> **What to produce**:
Rewrite the part of the Iraq deployment account between "Within minutes, the" and "a severe concussion.", inclusive, putting "highway" in place of "supply route".

My friends and family rarely hear me talk about my deployment overseas. Mainly, I believe that it’s no ones business. We were sent to Iraq to fulfill our mission and come home alive. Today is one of the days where I’m compelled to share my thoughts in an attempt to express my gratitude to one of our great warriors.
As a 20 year old kid, I was deployed in support of Operation Iraqi Freedom to Taji, Iraq. I spent a year patrolling the streets of a war zone in the middle of the night, just 20 miles north of Baghdad. We were tasked with conducting Route Clearance – to identify and defeat ambushes and improvised explosive devices (IED) in an effort to make routes safer for the rest of the armed forces. Our missions were carried out with special vehicles and skeleton crews (minimal number of soldiers in vehicles in an attempt to minimize casualties).
When I first arrived in Iraq, everything was surreal to me. There was a lot of sand. Everyone carried guns. Each soldier was on high alert. With that being said, it didn’t feel like war. That all changed on February 21, 2009.
My unit was conducting only our 3rd or 4th solo mission. A few hours into the mission, SPC Mohney and I heard a “whiz” right over our head. Immediately both of us ducked inside our vehicle and stared at each other. The conversation that ensued included “Was that a bullet?”, “Holy shit, possible sniper?”, and “Dude, I’ve never been shot at before but I hunt a lot and that was a fucking bullet!” Needless to say, we called out to the rest of our convoy and alerted them to the possible sniper (we never confirmed it). Crisis avoided for the time being.
Within minutes, the convoy turned onto the largest supply route in Iraq. We began going north and clearing the road. A few seconds down the route, there was a huge noise and flash of light. Our vehicle shook. Although we had never been attacked before, everyone immediately knew….game on! The first vehicle in our convoy had run over a large IED. The vehicle was lifted up and slammed into the ground. Thankfully, the lone driver only suffered a severe concussion.
As soon as the explosion occurred, our training took over and we went to work. Screams of “IED, IED, IED” rang out, while others yelled “Scan your sector and find that mother fucker!” Someone had just tried to kill one of our brothers. We were gonna find him and return the favor.
My vehicle’s driver maneuvered to the front of the convoy and we located a group of men running through a field. A group of men running through a field at 4am with weapons and immediately after an IED explosion? According to the Rules of Engagement, we were cleared to engage the enemy. Our gunner opened fire with the .50 caliber machine gun that was mounted on top of our Stryker. Short bursts of bullets began flying. He missed. He missed again. Finally, a direct hit. One guy went down.
The other men immediately hid where we couldn’t see them from the road. While we were engaging the enemy, a Quick Reaction Force (QRF) was spun up and sent to meet us. They are tasked with providing backup support when a unit is attacked. Immediately after hitting the first enemy soldier, QRF showed up.

> **Information supplied**:
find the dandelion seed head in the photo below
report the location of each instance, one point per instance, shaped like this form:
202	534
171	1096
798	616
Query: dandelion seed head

> **Output**:
Within minutes, the convoy turned onto the largest highway in Iraq. We began going north and clearing the road. A few seconds down the route, there was a huge noise and flash of light. Our vehicle shook. Although we had never been attacked before, everyone immediately knew….game on! The first vehicle in our convoy had run over a large IED. The vehicle was lifted up and slammed into the ground. Thankfully, the lone driver only suffered a severe concussion.